Written instruction »
How many lines in the items below contain the word "hand"? Reply with the number alone.

Provided material »
★ ★ ★

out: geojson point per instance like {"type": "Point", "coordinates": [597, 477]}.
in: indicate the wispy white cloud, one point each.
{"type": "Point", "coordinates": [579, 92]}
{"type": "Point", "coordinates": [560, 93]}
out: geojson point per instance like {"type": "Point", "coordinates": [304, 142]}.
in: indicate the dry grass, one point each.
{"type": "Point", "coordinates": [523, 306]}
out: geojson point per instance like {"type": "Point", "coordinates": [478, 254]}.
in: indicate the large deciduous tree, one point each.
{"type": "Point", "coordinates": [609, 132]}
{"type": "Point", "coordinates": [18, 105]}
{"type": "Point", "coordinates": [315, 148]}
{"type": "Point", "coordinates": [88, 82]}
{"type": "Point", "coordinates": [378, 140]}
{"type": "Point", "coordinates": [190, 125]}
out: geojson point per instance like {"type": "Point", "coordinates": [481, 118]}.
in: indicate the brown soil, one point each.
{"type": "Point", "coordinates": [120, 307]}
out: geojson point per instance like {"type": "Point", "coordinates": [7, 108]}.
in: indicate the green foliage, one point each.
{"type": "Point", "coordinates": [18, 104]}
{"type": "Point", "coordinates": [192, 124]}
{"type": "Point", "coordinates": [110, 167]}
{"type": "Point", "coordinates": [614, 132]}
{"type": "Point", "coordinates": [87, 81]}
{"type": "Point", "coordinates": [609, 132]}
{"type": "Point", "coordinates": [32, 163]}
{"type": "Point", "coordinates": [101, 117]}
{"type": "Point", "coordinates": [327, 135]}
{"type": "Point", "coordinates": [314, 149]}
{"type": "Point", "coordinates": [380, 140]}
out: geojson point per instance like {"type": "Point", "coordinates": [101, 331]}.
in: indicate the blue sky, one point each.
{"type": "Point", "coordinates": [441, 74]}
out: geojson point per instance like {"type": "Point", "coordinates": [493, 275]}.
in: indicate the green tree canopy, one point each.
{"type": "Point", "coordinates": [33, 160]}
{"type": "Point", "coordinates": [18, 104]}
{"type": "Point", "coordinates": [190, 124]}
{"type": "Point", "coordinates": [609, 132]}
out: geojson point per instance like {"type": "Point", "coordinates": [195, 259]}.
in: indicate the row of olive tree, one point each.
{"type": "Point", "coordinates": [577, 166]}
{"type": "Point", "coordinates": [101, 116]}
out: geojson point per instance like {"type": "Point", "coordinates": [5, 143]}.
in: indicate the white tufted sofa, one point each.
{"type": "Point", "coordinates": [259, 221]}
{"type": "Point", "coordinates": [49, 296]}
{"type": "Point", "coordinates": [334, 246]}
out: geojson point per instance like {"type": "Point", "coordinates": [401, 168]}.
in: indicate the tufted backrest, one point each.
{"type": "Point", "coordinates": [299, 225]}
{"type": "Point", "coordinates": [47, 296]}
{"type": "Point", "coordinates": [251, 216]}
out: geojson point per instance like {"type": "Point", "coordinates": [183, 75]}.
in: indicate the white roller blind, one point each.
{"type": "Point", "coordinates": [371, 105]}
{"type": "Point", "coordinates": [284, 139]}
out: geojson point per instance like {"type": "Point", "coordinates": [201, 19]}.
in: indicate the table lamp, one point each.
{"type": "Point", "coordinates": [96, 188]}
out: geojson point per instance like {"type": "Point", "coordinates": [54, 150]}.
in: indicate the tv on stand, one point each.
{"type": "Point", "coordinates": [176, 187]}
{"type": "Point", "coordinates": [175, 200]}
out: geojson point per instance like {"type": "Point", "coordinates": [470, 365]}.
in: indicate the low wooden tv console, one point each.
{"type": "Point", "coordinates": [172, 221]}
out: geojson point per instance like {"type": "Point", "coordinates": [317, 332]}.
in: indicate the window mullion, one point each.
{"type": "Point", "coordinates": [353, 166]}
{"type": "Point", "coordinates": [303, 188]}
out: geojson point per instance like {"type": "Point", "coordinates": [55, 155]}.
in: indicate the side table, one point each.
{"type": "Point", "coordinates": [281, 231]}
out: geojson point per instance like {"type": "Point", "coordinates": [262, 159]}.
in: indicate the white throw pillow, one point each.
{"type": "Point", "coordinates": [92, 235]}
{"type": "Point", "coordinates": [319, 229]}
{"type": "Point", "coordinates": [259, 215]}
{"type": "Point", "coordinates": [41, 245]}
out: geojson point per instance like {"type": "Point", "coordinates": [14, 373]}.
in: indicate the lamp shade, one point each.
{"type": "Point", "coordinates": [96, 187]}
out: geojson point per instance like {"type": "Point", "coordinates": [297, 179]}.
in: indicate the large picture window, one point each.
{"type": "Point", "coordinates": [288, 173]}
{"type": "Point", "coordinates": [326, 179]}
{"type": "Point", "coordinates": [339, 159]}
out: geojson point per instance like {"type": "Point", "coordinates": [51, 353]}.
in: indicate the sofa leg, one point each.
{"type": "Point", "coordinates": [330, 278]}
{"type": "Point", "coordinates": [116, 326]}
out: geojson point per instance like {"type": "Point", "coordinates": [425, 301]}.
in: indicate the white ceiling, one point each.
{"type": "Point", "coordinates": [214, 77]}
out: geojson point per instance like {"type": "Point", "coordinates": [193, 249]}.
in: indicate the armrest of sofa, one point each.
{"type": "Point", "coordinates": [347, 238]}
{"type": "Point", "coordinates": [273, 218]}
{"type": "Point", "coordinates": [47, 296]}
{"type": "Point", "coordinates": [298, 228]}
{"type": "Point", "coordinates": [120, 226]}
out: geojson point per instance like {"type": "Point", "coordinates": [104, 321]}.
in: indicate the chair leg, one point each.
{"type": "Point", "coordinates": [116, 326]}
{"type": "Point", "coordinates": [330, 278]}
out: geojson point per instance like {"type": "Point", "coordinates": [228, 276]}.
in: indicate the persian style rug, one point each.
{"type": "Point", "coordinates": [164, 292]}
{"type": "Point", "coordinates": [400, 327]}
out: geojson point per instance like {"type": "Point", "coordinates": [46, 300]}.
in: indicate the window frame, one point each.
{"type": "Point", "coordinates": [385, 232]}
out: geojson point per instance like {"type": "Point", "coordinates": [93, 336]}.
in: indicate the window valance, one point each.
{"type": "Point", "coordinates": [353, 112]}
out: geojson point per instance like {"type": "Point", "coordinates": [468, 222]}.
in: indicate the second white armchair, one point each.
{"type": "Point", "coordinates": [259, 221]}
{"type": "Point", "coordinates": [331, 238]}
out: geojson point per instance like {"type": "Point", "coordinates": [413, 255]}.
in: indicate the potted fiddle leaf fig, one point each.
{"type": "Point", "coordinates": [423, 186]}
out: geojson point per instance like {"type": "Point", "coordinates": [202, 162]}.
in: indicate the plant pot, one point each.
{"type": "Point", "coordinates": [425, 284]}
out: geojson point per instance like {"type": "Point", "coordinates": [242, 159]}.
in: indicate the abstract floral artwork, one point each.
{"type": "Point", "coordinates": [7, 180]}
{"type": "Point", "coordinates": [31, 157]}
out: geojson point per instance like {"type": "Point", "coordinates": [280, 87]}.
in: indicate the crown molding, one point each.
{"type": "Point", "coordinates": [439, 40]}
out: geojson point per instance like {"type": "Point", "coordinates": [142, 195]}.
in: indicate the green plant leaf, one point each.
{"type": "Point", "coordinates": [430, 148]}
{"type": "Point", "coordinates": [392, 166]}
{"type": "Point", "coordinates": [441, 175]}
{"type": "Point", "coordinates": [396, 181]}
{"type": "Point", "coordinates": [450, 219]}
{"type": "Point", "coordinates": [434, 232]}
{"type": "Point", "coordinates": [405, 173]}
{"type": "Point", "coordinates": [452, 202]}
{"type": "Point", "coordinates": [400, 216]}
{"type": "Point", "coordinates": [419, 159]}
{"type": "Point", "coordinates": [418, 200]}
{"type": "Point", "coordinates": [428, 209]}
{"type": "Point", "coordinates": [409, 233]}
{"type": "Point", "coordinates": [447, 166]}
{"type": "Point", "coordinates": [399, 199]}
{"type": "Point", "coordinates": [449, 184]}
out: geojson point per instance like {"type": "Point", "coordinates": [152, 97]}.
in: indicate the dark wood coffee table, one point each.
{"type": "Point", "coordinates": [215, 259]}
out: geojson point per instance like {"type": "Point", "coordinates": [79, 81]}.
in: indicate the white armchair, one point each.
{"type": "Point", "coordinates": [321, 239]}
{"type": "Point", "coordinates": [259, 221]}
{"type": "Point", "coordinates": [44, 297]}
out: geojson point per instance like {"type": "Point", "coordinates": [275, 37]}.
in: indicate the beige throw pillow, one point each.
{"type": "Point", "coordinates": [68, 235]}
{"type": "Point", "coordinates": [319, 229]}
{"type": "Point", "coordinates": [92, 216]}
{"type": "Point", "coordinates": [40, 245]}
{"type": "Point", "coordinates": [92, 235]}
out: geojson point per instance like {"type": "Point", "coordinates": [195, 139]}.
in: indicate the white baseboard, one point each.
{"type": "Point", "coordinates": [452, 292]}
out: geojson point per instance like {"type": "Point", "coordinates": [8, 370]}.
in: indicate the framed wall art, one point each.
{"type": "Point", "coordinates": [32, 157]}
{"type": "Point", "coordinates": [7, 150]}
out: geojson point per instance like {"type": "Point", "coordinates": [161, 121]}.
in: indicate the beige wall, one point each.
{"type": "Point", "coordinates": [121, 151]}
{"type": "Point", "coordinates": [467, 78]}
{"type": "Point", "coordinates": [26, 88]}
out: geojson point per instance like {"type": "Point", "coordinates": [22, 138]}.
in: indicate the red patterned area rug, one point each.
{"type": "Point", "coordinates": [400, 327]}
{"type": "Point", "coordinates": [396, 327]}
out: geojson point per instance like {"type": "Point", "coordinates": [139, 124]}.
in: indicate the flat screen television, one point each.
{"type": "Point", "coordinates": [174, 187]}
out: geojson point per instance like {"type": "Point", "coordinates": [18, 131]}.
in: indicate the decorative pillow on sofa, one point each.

★ ★ ★

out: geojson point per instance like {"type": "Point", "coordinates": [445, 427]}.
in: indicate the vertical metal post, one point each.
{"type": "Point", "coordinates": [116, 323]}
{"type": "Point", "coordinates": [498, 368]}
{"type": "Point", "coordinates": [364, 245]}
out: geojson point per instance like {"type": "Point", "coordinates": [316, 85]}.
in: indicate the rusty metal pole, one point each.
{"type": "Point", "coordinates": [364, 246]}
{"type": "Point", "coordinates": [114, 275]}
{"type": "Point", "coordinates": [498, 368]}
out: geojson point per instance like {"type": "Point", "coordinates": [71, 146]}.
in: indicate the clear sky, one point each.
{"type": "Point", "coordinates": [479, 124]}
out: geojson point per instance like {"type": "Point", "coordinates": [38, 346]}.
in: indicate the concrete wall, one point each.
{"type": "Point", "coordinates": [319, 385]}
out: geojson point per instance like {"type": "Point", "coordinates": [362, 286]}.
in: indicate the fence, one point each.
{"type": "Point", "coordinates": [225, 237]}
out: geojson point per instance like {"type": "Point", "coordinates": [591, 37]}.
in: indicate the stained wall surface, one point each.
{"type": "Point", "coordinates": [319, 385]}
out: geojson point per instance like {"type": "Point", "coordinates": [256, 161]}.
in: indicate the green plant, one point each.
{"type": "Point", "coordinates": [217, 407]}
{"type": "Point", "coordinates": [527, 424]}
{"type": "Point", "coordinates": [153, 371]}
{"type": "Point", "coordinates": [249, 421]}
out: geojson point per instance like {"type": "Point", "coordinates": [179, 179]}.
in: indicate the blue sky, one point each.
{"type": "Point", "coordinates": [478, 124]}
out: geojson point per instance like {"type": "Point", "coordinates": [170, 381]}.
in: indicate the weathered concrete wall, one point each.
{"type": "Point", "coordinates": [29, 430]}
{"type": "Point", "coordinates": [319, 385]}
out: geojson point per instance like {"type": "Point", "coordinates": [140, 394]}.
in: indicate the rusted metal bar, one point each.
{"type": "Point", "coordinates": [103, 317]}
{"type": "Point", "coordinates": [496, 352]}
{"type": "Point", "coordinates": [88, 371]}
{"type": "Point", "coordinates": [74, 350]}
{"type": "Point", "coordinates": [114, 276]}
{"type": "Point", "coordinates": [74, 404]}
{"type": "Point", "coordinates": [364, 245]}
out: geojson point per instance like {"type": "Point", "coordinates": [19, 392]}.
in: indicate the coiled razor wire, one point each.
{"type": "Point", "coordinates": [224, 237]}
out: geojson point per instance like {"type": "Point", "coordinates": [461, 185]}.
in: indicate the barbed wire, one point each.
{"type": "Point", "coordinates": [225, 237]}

★ ★ ★

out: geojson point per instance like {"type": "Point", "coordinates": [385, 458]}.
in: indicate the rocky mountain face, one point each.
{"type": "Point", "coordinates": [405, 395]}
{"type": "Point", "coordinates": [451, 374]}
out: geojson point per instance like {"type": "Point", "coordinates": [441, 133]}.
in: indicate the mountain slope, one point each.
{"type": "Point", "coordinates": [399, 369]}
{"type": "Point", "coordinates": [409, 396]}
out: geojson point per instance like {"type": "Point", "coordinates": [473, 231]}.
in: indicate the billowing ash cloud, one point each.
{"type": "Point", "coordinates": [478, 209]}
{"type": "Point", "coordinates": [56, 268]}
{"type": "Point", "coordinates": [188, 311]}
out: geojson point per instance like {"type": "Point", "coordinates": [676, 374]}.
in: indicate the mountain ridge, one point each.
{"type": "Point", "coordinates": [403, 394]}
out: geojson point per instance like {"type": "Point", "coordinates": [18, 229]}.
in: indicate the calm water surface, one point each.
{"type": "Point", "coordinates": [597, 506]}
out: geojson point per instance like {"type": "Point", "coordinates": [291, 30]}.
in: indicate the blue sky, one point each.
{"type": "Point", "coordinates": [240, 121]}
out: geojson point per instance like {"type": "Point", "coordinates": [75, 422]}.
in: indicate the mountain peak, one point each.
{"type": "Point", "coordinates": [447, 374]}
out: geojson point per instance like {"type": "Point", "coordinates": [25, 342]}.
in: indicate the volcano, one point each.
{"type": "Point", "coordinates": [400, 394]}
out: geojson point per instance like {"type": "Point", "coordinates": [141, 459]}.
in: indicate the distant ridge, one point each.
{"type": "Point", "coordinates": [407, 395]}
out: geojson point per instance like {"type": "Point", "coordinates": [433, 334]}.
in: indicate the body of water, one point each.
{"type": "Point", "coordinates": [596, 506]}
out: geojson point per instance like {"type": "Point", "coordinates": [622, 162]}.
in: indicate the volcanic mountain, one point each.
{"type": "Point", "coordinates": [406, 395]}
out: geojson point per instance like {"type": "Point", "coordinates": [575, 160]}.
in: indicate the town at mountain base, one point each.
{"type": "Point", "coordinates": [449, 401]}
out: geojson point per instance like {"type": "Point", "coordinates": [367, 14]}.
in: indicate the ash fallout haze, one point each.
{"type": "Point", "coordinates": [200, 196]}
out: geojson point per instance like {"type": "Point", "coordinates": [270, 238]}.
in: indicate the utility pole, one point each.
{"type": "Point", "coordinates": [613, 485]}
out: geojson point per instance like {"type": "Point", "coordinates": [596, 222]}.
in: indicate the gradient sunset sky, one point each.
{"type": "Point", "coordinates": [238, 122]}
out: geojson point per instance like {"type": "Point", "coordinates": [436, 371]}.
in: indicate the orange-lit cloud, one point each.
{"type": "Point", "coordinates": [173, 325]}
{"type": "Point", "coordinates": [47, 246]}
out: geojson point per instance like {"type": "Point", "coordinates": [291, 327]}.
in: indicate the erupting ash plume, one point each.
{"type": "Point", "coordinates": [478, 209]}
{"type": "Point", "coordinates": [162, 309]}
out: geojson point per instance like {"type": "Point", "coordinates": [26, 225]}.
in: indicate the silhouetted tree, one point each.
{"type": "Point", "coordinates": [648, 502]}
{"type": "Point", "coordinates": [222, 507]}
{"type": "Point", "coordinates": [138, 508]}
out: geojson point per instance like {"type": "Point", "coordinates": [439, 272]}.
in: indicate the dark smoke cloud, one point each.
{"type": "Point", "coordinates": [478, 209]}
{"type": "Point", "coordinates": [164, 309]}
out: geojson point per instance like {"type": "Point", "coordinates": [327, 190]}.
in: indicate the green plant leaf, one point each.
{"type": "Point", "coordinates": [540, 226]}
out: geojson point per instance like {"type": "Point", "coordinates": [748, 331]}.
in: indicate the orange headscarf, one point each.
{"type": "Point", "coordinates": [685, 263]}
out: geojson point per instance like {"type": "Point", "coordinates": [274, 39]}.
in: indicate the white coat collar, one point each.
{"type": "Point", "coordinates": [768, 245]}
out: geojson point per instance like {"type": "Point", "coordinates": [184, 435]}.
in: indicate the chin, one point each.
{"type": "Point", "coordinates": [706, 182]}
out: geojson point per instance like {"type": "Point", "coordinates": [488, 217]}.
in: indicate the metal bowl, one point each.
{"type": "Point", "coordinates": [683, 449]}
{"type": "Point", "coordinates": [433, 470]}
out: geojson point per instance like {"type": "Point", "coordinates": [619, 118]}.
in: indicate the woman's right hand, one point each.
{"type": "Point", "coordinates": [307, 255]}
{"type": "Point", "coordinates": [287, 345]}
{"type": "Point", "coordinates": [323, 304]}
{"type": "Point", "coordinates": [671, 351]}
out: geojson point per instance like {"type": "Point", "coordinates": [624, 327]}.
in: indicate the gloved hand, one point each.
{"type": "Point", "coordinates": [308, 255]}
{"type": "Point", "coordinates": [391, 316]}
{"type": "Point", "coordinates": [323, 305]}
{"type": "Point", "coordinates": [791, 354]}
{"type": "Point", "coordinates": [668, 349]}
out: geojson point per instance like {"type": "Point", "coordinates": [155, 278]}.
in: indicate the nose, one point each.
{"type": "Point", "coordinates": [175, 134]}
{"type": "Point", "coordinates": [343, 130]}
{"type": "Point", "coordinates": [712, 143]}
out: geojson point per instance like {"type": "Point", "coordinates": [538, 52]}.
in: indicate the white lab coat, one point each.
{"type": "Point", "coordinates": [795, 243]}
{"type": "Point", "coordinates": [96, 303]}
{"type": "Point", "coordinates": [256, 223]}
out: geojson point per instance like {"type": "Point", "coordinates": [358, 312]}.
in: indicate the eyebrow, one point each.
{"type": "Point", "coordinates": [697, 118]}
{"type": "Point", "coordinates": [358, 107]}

★ ★ ★

The solution »
2